BEGIN

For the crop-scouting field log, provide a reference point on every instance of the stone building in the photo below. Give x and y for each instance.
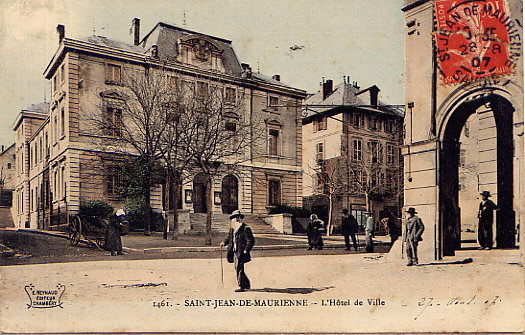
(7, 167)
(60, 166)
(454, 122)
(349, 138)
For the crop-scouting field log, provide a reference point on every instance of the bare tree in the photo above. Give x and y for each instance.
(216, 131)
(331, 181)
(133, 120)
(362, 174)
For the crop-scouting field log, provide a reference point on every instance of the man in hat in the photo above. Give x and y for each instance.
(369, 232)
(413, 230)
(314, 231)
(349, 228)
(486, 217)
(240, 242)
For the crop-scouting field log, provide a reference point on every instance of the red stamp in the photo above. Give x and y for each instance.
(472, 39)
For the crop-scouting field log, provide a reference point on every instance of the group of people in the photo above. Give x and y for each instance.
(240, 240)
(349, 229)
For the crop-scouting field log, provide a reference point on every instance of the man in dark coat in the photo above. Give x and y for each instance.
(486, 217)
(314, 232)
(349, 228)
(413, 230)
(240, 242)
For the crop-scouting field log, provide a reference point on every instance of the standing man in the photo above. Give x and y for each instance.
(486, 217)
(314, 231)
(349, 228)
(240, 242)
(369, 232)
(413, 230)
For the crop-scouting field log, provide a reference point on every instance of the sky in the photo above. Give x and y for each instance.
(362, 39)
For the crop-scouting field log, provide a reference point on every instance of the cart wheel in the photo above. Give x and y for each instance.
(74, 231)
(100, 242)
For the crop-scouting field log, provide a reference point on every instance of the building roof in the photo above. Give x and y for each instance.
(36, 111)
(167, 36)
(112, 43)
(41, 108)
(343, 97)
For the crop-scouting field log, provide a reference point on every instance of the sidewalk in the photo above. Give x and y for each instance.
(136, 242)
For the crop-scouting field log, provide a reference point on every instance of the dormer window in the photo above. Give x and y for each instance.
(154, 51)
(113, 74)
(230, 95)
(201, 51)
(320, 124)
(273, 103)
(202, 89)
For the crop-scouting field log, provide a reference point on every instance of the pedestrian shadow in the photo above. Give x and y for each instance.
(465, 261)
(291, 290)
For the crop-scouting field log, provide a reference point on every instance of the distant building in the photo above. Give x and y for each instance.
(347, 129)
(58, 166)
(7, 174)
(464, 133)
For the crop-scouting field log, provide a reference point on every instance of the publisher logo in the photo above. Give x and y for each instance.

END
BEGIN

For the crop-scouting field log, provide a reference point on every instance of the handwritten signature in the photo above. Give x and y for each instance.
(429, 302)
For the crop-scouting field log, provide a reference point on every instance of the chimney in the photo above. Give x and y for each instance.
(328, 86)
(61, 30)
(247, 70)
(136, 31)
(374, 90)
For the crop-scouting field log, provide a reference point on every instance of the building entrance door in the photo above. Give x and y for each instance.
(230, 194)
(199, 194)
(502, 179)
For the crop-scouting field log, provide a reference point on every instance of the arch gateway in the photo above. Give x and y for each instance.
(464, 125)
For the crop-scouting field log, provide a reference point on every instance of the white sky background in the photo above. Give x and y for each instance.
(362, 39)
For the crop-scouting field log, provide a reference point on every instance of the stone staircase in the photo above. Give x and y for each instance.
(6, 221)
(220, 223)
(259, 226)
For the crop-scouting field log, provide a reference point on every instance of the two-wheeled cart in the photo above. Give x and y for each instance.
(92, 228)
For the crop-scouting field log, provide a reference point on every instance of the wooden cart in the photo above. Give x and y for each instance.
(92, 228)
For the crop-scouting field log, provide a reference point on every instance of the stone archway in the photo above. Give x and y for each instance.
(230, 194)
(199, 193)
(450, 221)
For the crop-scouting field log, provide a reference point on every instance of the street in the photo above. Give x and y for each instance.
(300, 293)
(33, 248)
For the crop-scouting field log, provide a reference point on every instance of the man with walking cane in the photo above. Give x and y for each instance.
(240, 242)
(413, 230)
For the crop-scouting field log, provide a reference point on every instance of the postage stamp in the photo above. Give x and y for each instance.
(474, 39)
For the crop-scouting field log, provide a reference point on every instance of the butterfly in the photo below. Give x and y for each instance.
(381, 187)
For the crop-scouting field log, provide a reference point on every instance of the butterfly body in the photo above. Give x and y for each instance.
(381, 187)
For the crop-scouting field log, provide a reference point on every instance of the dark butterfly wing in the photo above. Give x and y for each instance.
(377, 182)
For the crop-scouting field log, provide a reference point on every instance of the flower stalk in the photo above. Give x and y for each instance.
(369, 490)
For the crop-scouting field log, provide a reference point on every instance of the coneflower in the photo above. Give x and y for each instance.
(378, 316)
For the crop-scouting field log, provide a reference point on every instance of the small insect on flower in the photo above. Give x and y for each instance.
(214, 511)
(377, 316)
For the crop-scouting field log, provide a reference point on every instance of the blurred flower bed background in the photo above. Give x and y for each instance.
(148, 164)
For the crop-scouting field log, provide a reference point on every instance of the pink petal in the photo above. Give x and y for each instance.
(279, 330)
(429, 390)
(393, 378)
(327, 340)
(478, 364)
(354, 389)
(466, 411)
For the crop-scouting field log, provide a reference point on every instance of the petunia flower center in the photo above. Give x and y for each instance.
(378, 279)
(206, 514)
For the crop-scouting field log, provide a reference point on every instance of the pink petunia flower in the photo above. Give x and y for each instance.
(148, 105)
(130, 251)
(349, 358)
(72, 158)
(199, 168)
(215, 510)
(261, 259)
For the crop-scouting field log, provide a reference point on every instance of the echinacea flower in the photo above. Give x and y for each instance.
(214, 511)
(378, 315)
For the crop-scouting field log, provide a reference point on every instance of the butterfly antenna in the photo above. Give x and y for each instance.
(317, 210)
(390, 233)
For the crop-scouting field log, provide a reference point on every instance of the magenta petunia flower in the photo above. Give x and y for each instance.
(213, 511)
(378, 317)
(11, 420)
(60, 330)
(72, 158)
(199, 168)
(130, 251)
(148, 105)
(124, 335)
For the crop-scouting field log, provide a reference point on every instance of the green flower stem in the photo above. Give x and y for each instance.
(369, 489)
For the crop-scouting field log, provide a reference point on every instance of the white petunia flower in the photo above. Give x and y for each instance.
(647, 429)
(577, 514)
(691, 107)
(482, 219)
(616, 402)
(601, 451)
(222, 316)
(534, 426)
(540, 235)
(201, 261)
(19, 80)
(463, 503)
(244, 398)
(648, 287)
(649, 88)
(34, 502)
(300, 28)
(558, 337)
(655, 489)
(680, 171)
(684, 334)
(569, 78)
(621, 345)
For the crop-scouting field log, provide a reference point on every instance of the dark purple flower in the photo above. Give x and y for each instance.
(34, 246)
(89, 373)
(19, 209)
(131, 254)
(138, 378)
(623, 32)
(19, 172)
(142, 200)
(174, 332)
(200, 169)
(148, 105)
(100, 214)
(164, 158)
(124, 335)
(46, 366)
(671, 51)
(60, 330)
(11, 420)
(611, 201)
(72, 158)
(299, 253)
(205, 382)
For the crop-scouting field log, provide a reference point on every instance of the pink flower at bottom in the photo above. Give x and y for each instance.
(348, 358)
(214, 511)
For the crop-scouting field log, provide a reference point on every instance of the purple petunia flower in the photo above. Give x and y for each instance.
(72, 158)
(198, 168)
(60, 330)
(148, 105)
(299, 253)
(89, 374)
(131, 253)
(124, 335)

END

▶ What you need to do:
Reprint exactly the lines above that start at the one with "of the distant" and end at the one with "of the publisher", keeping both and adding none.

▶ Result of the exercise:
For the crop-scouting field log, provide a reference point on every instance of the distant building in the photo above. Give x and y for each instance.
(347, 129)
(58, 166)
(7, 174)
(464, 133)
For the crop-scouting field log, provide a reference point on every instance of the publisher logo in the photo above. Give x and y for each instance.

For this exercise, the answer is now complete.